Data for this task:

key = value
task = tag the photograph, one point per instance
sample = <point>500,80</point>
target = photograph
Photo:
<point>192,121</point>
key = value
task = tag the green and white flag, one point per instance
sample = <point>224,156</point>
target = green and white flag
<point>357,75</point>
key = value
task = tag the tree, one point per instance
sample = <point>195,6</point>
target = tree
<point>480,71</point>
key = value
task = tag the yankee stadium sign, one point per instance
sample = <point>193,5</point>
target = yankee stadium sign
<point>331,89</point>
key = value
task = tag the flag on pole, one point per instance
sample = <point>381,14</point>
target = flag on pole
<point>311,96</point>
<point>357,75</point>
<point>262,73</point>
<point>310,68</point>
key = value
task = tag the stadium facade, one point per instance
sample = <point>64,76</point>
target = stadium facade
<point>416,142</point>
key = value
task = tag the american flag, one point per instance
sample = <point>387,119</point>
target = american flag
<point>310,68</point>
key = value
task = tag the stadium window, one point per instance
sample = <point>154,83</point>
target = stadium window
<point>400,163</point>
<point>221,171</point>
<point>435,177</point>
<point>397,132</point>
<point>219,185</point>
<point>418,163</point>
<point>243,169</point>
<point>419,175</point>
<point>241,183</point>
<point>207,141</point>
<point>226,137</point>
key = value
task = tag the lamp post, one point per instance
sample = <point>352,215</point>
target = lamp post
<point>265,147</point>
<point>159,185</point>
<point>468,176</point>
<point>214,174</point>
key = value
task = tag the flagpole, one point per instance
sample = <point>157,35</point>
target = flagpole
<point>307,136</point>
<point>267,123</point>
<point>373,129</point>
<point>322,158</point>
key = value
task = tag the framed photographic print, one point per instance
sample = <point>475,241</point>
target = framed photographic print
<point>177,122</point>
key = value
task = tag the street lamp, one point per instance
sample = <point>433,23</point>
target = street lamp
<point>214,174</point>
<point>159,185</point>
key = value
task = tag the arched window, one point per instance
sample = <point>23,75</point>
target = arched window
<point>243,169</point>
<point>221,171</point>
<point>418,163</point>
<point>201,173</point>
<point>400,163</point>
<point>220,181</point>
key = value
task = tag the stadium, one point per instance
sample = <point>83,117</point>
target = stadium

...

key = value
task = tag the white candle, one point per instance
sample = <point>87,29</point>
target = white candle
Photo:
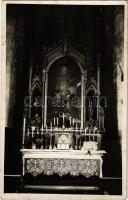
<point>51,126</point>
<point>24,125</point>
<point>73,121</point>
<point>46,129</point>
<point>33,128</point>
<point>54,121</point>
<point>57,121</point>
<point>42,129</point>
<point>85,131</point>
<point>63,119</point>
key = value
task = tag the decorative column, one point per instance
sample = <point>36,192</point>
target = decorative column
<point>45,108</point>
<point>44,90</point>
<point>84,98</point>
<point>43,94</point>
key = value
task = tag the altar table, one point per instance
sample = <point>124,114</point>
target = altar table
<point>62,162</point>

--

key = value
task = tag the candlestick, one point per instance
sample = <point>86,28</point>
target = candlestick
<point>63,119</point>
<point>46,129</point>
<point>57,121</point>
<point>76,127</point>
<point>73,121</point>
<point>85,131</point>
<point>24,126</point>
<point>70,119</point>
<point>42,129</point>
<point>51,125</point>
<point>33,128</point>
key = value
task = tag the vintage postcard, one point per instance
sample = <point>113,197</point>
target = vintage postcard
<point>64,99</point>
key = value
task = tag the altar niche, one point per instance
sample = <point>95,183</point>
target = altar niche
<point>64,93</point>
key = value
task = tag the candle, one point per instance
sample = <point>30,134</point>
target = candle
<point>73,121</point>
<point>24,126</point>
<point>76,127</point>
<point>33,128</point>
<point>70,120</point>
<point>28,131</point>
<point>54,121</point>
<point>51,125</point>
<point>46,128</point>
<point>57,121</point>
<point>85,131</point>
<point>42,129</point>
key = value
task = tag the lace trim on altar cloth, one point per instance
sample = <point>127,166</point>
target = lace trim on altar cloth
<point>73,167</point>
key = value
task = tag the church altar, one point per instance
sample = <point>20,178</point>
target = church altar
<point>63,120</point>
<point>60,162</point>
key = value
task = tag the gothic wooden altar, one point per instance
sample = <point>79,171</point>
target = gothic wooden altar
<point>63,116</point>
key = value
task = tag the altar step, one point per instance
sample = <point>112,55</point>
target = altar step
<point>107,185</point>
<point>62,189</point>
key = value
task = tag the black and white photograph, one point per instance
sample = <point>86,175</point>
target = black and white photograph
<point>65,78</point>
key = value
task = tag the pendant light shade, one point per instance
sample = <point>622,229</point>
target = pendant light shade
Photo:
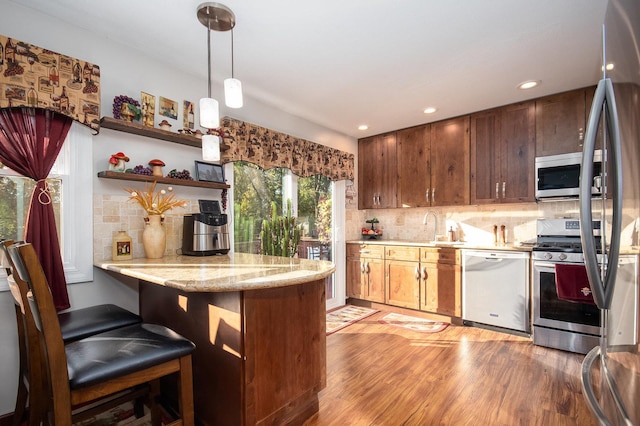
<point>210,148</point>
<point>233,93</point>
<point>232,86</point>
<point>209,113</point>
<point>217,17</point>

Task prompt: Check each line of the entries above, and show every one holding the word "shade".

Result:
task = tag the pendant light shade, one point per instance
target = pendant light shade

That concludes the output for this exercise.